=== Passage ===

= IFRS 2 =

IFRS 2 is an international financial reporting standard issued in February 2004 by the International Accounting Standards Board (IASB) to provide guidance on the accounting for share based payments.

Its purpose is to reflect the cost of awarding equity or equity based incentives to employees or other parties in exchange for goods or services.

==Disclosure Requirements (IFRS 2)==
IFRS 2 requires an entity to disclose information that enables users to understand the nature and extent of share-based payment arrangements that existed during the period and how the fair value was determined.

=== Dataset rows ===

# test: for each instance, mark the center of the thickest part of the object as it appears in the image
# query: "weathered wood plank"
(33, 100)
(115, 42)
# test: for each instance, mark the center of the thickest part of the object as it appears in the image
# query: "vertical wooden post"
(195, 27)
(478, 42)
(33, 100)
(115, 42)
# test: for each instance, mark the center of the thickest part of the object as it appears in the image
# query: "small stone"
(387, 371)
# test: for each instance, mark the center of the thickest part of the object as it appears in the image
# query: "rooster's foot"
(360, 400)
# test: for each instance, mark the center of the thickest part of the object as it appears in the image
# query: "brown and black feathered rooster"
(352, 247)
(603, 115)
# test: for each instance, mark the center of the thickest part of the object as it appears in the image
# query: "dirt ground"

===

Work instructions: In the passage on IFRS 2, in what month and year was the standard issued?

Written reply: February 2004